2
votes

I have data that looks like this

  {super-row-key1 [{ts1 {version-ts1 value, version-ts2 value}}
                   {ts2 {version-ts1 value}}]
   super-row-key2 ...}

These keys and values look something like

{"4447c9a6-9912-44d7-a6b5-cef40735f92c:2011-06"
 [{1291180500000 {1351709255098 -0.008084167000000001}}
  {1291184100000 {1351709255098 -0.004395833}}
  {1291185000000 {1351709255098 -0.003075}}]
 ...}

So I am trying to figure out if ClojureWerks Cassandra Cascading tap already supports operations across all of the rows. As you can see, the super-row keys, the super-rows, and the super-columns are all generated (uuids, dates, timestamps, etc). In the examples and the code I have seen I am led to believe that fixed names identifying column names, column field names, key column names, and field mappings are needed to be specified in advance.

At the Hadoop level of Cassandra's support for MapReduce it appears Cassandra does support fetching all rows of data from a given column family. From the documentation:

"Cassandra rows or row fragments (that is, pairs of key + SortedMap of columns) are input to Map tasks for processing by your job, as specified by a SlicePredicate that describes which columns to fetch from each row."

So it appears that it is definitely possible at a low level, but it is unclear how to accomplish what I'm trying to do at the Cascading level.

Does this requires adapting or creating a variant of the existing tap, or can it be done somehow with the existing one?

1

1 Answers

3
votes

I assume that Robert refers to: https://github.com/ifesdjeen/cascading-cassandra

I tried to get pingles/cascading.cassandra to work with Cascalog, but no success, all dependencies, therefore all the interfaces had to be changed. So I decided to write my own thing (not always the best idea).

Now, to the answer:

It took me a little bit longer than I expected to get to understand how exactly to answer you, but I'm bringing good news :)

First of, I did not plan to include wide row support into the tap, but it turned out to be that it works even in the current version. Unfortunately, I can't just yet push examples, because Cassaforte (https://github.com/clojurewerkz/cassaforte, cassandra driver we're using relies on Clojure 1.4 because of the bug with primitive type hints: http://dev.clojure.org/jira/browse/CLJ-852 if I'm not mistaken, and Midje has hard version set, so it doesn't support 1.4, so I'm forced to use an outdated version of our own driver).

• [INFORMATION PROVIDED]:
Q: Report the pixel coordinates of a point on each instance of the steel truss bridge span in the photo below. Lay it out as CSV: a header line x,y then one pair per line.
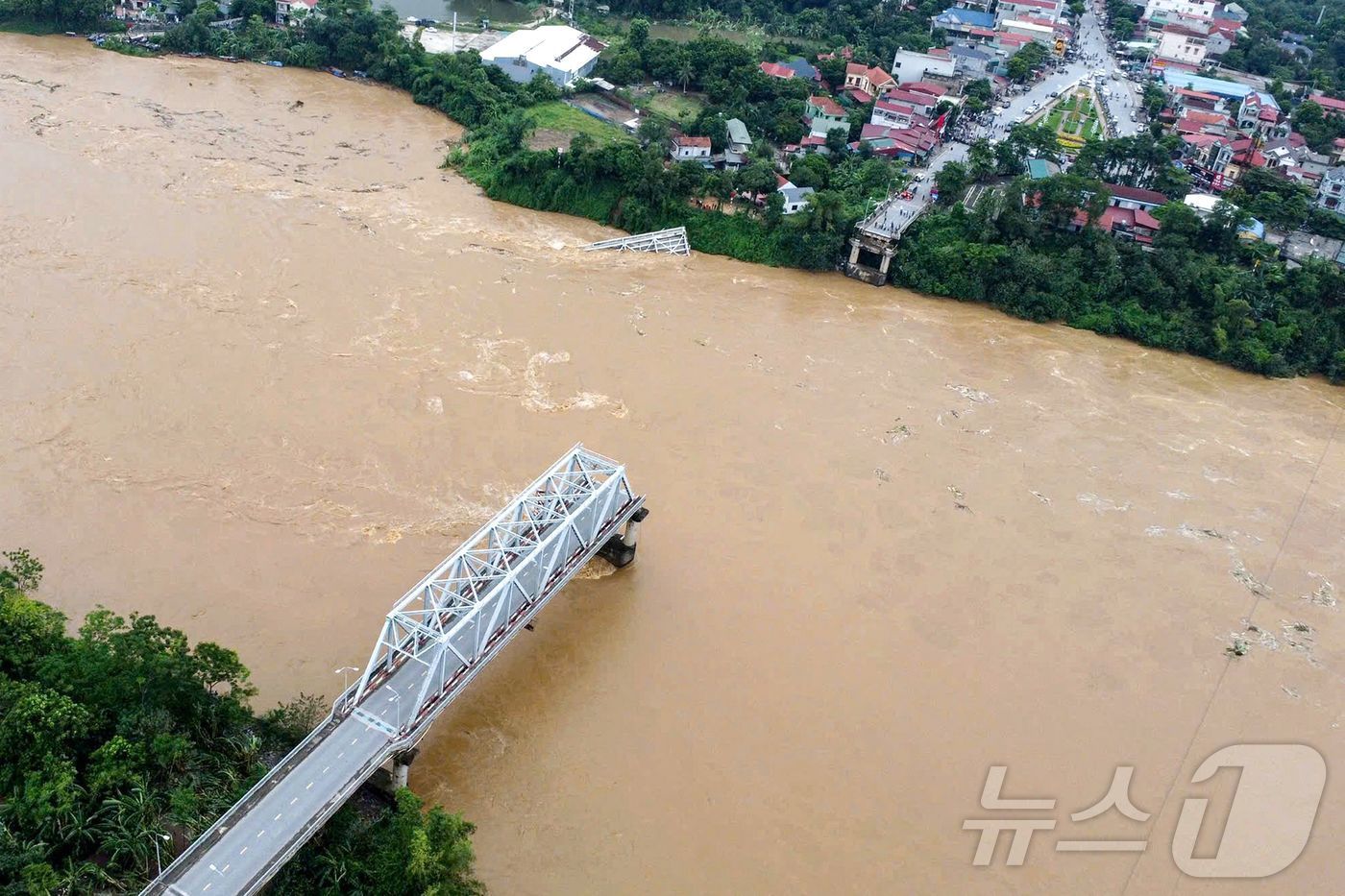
x,y
429,647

• [REQUIRED WORK]:
1) Answer each question using the Cassandra tap thread above.
(a) What three parts of the data does the question describe as generated?
(b) In the quoted documentation, what specifies which columns to fetch from each row?
(c) Which Clojure version does Cassaforte rely on, according to the reply?
2) Extend the Cassandra tap thread, picking up right after its final sentence.

• [OUTPUTS BY TASK]:
1)
(a) The super-row keys, the super-rows, and the super-columns.
(b) A SlicePredicate.
(c) Clojure 1.4.

2)
Reason for not including wide rows was that cassandra team themselves discourages using them and recommends using composite columns instead, because they could be read in a better way, and there's no need to fetch an entire supercolumn in order to get partial data. I realize that it's not always easy though, especially if there was an app written longer time ago.

Next up,

You're right that right now you should specify names. I somehow didn't foresee generated column names.

In order to fetch all the columns, you have to use SlicePredicate, and specify empty byte buffers and slice start and slice finish of SliceRange you pass into it. So you can set SliceRange (.setSlice_range) instead of (.setColumn_names), and it will be entirely same thing, you can make that change in CasssandraScheme.java https://github.com/ifesdjeen/cascading-cassandra/blob/master/src/main/java/com/clojurewerkz/cascading/cassandra/CassandraScheme.java#L247 if you decide to stick to our tap. What I'd do, is when there're no column names specified, we just fetch all of them.

Another change that's going to be required is deserialization of values. Probably here you have a better feeling about how to deal with wide rows. In essence, you get a response like:

Key / {java.nio.HeapByteBuffer[pos=65 lim=70cap=93]=org.apache.cassandra.db.Column@478bb374}

So format would be pretty much the same. Here, you only have to deserialize key and convert column into the tuple. If amount of key-value pairs within a column varies, you'll have to fill it up (probably) with nulls, otherwise it could be hard to understand/debug.

Once again, if you decide to go with out tap, you'd have to upgrade to Cassaforte beta10 snapshot, (at least for initial tests) remove midje from project.clj and comment out everything related to it.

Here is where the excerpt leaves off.